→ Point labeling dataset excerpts
● ● ● ●

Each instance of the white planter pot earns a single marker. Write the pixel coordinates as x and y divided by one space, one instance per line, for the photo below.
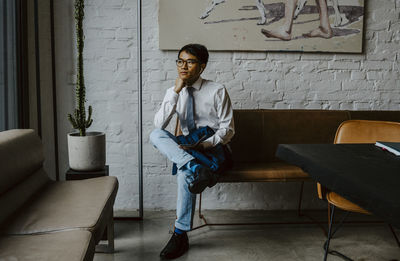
87 153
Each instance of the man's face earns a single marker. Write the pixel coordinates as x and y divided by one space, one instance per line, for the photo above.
191 68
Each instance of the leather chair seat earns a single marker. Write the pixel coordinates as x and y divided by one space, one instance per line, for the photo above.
62 246
81 205
263 172
344 204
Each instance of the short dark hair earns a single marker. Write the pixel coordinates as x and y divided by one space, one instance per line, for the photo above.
198 50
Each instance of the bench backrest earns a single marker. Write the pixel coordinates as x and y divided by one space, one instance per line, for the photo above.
258 132
21 171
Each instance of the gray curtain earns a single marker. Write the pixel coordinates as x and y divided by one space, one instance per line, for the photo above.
8 65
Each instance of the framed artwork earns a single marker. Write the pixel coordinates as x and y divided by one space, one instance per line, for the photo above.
263 25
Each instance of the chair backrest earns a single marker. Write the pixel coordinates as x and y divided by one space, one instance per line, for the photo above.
365 131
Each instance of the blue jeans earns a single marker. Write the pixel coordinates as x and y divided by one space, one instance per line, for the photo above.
167 144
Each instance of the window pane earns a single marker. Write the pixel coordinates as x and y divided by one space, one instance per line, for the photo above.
8 65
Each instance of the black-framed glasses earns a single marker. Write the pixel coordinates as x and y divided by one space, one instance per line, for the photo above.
189 62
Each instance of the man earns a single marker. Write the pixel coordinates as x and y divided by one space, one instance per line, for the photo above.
203 107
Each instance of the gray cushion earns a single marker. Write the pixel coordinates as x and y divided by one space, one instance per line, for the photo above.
82 204
21 154
61 246
20 194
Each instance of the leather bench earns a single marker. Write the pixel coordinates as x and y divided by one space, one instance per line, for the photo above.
41 219
258 133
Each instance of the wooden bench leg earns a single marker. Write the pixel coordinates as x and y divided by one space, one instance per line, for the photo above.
109 236
110 233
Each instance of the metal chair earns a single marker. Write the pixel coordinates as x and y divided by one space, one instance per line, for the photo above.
355 131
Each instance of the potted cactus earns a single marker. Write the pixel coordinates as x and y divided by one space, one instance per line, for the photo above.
86 150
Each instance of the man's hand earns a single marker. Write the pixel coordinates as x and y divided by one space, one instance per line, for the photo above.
179 84
198 146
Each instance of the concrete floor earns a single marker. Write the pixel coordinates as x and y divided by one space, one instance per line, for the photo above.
143 240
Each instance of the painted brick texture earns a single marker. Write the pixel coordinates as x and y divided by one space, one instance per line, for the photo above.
368 81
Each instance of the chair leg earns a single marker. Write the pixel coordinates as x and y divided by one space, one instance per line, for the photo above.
394 234
329 232
300 199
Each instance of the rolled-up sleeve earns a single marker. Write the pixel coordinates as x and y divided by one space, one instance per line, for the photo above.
167 110
226 128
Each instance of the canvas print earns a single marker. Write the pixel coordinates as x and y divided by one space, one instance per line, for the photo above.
277 25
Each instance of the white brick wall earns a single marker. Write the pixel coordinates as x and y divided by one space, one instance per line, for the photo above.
369 81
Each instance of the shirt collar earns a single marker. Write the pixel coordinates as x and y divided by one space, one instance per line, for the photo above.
197 84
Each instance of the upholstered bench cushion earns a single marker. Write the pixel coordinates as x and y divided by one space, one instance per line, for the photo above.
83 204
263 172
60 246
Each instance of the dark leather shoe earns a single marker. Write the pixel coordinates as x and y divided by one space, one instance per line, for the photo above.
203 179
176 246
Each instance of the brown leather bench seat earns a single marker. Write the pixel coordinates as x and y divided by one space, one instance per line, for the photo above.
263 172
258 133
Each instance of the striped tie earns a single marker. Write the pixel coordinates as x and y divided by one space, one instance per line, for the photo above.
190 110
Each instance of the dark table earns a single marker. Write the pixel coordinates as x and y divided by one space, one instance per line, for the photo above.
77 175
362 173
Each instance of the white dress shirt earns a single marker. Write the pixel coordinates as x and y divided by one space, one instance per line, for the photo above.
212 107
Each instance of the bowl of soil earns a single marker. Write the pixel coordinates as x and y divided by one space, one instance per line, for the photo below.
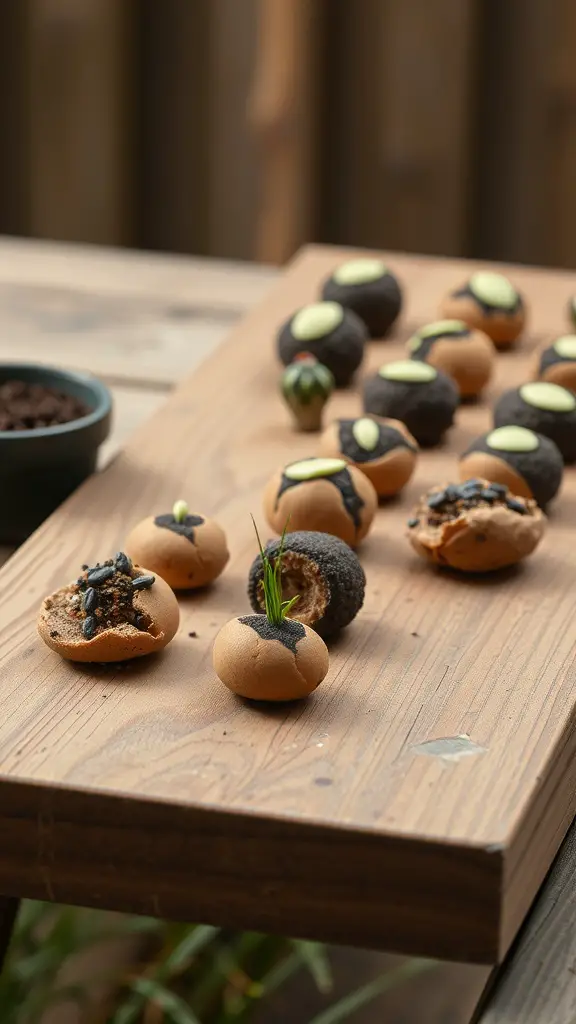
51 425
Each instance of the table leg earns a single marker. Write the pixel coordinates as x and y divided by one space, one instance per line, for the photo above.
9 906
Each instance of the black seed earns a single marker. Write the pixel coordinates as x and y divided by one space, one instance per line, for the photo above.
123 563
516 506
142 583
97 576
438 500
90 599
89 627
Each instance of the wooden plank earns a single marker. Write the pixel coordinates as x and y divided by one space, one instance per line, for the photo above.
80 105
401 124
172 196
170 797
537 982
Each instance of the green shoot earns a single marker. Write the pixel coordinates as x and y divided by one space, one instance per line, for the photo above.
276 608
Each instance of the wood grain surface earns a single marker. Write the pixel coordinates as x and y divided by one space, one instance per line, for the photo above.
537 982
155 790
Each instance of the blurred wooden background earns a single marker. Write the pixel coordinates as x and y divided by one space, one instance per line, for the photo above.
241 128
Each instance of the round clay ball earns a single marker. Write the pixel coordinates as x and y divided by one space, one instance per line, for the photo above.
557 363
262 662
464 353
527 463
324 495
334 335
489 302
546 409
112 612
188 551
421 396
323 571
477 526
383 450
370 289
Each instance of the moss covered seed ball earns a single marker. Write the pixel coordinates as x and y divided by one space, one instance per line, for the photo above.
324 495
383 450
489 302
421 396
477 526
262 662
546 409
462 352
325 573
557 363
529 464
334 335
368 288
188 551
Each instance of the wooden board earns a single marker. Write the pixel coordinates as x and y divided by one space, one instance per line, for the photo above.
155 790
537 982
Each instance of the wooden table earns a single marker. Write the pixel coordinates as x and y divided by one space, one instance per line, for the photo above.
170 799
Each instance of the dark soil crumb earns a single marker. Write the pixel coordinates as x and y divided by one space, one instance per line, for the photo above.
28 407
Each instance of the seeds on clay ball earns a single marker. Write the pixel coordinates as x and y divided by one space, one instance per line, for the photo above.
544 408
324 495
421 396
109 614
324 573
526 462
188 551
463 353
557 363
475 526
368 288
306 386
381 449
334 335
489 302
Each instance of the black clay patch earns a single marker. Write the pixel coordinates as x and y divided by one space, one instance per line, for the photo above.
184 528
288 634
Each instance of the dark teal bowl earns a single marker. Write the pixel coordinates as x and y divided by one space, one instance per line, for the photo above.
40 468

● ● ● ●

→ Exercise
Write out the entries above verbatim; the pictures do not belong in your copy.

→ Solution to the exercise
Each instance of the white planter pot earns a single marker. Write the pixel coordinates as x and y divided by one space, one instance per line, for the photo below.
87 153
Each instance of the man's face earns a single marker. Write the pixel coordinates as x and y divided by one space, one instance per line, for the photo above.
191 68
Each instance of the leather chair seat earns a single marker. Write the pixel coordinates as x and y divided by one space, one instance per line, for the photo above.
62 246
81 205
263 172
344 204
Each instance of the short dark hair earns a single marker. Write the pixel coordinates as x and y divided by one space, one instance per line, for the photo above.
198 50
Each instance of the bench backrest earns a single marker. Write the pixel coordinates as x and y divided by one space, one instance per line, for the photo above.
258 132
21 171
Each instance of the gray curtain earns a single marker. Write the pixel coordinates as x and y divided by one space, one instance per line, for the photo above.
8 65
Each instance of the framed artwork earns a single marker. Write the pixel coordinates as x and y divided by one space, one instance per line, for the photo above.
263 25
Each instance of the chair backrest earns a single marker. Write the pixel coordinates as x and y divided by one space, one instance per line, for the photo above.
365 131
Each instance of the blue jeans earns a single marker. Write the pixel coordinates as x and y divided by one space, one instance per line, for the photo above.
167 144
Each instance of the window pane earns a single marker. Write the pixel coordinates as x and y divided by one space, one instance per line, for the photo above.
8 65
Each instance of the black-framed glasses earns a single marker. Write the pixel coordinates as x and y divided by one space, one instance per line, for the photo above.
189 62
Each instance of the man earns a single marker. Write the pixel coordinates as x and y divided by one space, one instance per line, for the photo above.
203 107
Each instance of the gray cushion earns a single marker. Write the pixel coordinates as x and y divided by one space, one instance per line, for the photo above.
82 204
21 154
61 246
20 194
Each instance of the leather bench earns a single marker. Write the pixel coordinates as x and y divided by one space, one instance per line, for the photo above.
41 219
258 133
Each instance of the wooden bench leg earns a single marker. Write the pixel coordinates as x and y divided by one space, one instance per line, for the photo above.
109 236
110 233
Each instance of the metal chair earns a single marker. Write the pixel coordinates as x and y divided by one space, one instance per line, for the photo above.
355 131
Each instance of the potted cactus earns a single marker. Write the pixel coordinates as x and y divided by one space, one instance per line, for the photo above.
86 150
Each instance of the man's hand earns a single marker. Write the pixel coordinates as x and y divided by one space, one instance per line, for the photo above.
179 84
198 146
Each instance of the concrete floor earns a single marker. Write the pixel coordinates as x and y divided by one space, one instance per line, for the photo above.
143 240
Each instance of the painted brick texture earns a single marker. Write the pixel coordinates as x and y divided by one space, one instance per line, for the photo above.
368 81
Each instance of the chair leg earns a single marker. Write the pixel coordinates as x and y divided by one space, one instance per line, for the photo above.
394 234
329 232
300 199
Each instance of the rolled-up sleeve earns a single marker. Write the pixel coordinates as x and y divided by one space, one instance per line, for the photo above.
167 110
226 128
Each instance of the canvas print earns a single marker. Write the pixel coordinates as x and y divided by one space, one instance per line, for the photo above.
277 25
Each instance of the white brick wall earns a single marker. Write the pixel coordinates as x and y divided by one space, one instance per line, for the photo above.
369 81
Each instance of the shirt collar earns a single marker. Write the pixel coordinates as x and y divided by one space, one instance per line, for the photo above.
197 84
Each instance of the upholstered bench cushion earns a single marker. Write the pixel coordinates as x and y divided by one space, one instance per line, for the photo above.
83 204
263 172
60 246
Each instance of the dark leather shoe earns a single marker. Write the pixel coordinates as x and y divided by one space, one instance per line, for the photo above.
203 179
176 246
Each instance of the brown leather bench seat earns a single marker. Write the pixel coordinates as x and y divided by one space, one instance per line, for the photo above.
263 172
258 133
Each instance of the striped tie earns a single marker. Write the pixel coordinates as x and y divided by one space, one instance per line, for the photo above.
190 110
Each instance of the dark table earns a single marker. Write the pixel coordinates as x and y divided by one space, one instance per line, for the photo above.
77 175
362 173
Each instance of the white dress shirt earns a single marker. Write the pixel coordinates as x and y divided by one space, one instance per line, for the photo above.
212 107
Each instance of the bowl of soil earns a single marker. Write the pixel coordinates as x and y divided by one space, one instance per line, for the photo below.
51 425
Each instance of the table leg earns a single marker. Write the pixel coordinates as x and y divided by one space, one instance per line, for the photo above.
9 906
Each instance of the black seed earns a single marker. Write the pixel coordinates as x and y divided by one space, one instance per line, for the photo above.
123 563
516 506
142 583
97 576
438 500
90 599
89 627
Each instance of the wooden plank earns a single marker. Write the pixel coordinates as x and y divided by one space, one instance per line, for the photo above.
80 105
401 124
172 196
170 797
537 982
Each instance of the green shoot earns a single marker. Write the pixel coordinates as x and y divided by one space, one instance per line, for the photo above.
276 608
Each instance of the wood grain surface earns a single marker. Write the pixel coordinates as x and y divided by one space, one instance per line, for the photo above.
537 982
155 790
Each instance of the blurred wooden background earns a single marker. Write the pixel coordinates as x and y divided by one space, one instance per line, for the photo above.
241 128
Each instance of the round clay ball earns a single marker. Write the pixel coordinates as x and y divided by one space, one instance per line, for the photo above.
557 363
262 662
464 353
527 463
324 495
334 335
489 302
546 409
112 612
188 551
421 396
323 571
477 526
383 450
370 289
Each instance of the moss covered seed ball earns a single marker. Write the pixel coordinates as x and y divided by one space, one instance per line, for the photo above.
324 495
383 450
489 302
421 396
477 526
262 662
546 409
462 352
325 573
557 363
529 464
334 335
368 288
188 551
Each instance of the wooden board earns a single marker. Write the pixel coordinates as x and y divided by one space, one instance per line, for the photo above.
155 790
537 982
Each instance of the wooden table earns a single marker. Write the pixel coordinates as x and y divided by one space, one instance per line, for the photo above.
170 799
Each instance of the dark soil crumb earns a single marker. Write the pixel coordinates as x and y divided by one space, one instance per line, for the photo above.
28 407
Each instance of the seeds on clay ball earns a single marker. Write the pixel coordinates as x and y divided by one space, one instance per line, for the photo above.
544 408
324 495
421 396
109 614
324 573
526 462
188 551
463 353
557 363
475 526
368 288
306 386
381 449
334 335
489 302
Each instance of the black clay patch earns a single marker. Write the pixel coordinates as x and y divided by one space, one instance per line, for the photo above.
184 528
288 634
Each instance of the dark teal bowl earns a single marker. Write the pixel coordinates as x and y divided by one space, one instance per line, for the photo above.
40 468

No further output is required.